EXERCISE PASSAGE:
Salamander Hosts Project Update Meeting for Hammock Beach Owners and Club Members

The hullabaloo died down once Flagler County approved Salamander’s $72M (now $76M) capital expense project at the Hammock Beach Club. Progress will soon be apparent.

PALM COAST, FL – August 18, 2015 – Salamander Clubs and Resorts, which has an ownership interest in and operates the Hammock Beach Club and Resort in Palm Coast, FL hosted an overflow crowd August 12 for the quarterly update meeting for property owners and Club members.

Watchers have wondered what was happening since there has been little evidence of activity since the capital improvement project got the “green light” from the Flagler County Board of County Commissioners in February. Prem Devadas, President of Salamander Hotels & Resorts presented a project update.

Once the deadline to appeal the Flagler Board of County Commissioners (BOCC) had passed, Salamander was free to move forward. Devadas enumerated all the behind the scenes work required before visible progress could be made; architectural, engineering, design, permitting etc.

Here are some highlights of the presentation:

  • The halfway house will be renamed “Hammock House.” It will be completely rehabilitated and expanded to include several seats for indoors and outdoor dining and a full bar. This phase of the project is planned for completion before Thanksgiving.
  • Delfinos Restaurant will be redesigned to include a full bar in what is presently the raised portion in the center of the first floor. Work is planned to be completed in time for the Daytona 500 crowd.
  • Improvements will be made to the Aerobics Room and Fitness Center.
  • The main ballroom will be carpeted, painted and new wall sconces will be installed. Work is scheduled beginning in late December to be completed by February.

TASK STATEMENT:
Answer these questions from the article on the Hammock Beach project update:
1. On what date was the quarterly update meeting held?
2. Who presented the project update?
3. What new name will the halfway house get?

MATERIAL SUPPLIED:
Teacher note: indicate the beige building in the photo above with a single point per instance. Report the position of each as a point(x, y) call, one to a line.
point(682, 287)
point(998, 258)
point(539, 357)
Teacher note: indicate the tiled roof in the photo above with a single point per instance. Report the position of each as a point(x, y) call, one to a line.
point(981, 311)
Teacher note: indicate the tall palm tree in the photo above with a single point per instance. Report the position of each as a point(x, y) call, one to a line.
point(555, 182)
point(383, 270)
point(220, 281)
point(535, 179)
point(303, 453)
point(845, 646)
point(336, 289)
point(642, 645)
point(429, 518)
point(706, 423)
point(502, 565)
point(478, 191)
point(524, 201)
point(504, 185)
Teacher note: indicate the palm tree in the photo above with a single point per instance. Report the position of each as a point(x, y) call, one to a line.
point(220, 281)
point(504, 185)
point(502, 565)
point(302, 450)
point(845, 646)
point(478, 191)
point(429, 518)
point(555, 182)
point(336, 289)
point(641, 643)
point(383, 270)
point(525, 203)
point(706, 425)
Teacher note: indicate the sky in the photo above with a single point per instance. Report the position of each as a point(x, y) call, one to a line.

--

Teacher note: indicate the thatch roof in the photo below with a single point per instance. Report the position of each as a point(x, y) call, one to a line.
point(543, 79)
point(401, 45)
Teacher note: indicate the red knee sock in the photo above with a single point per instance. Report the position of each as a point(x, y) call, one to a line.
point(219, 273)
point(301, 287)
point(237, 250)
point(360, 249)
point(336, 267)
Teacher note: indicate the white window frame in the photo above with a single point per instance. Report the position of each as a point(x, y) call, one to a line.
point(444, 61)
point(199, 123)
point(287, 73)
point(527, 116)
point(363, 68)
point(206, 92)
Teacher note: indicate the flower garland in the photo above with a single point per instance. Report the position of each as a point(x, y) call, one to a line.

WRITTEN SOLUTION:
1. August 12
2. Prem Devadas, President of Salamander Hotels & Resorts
3. "Hammock House"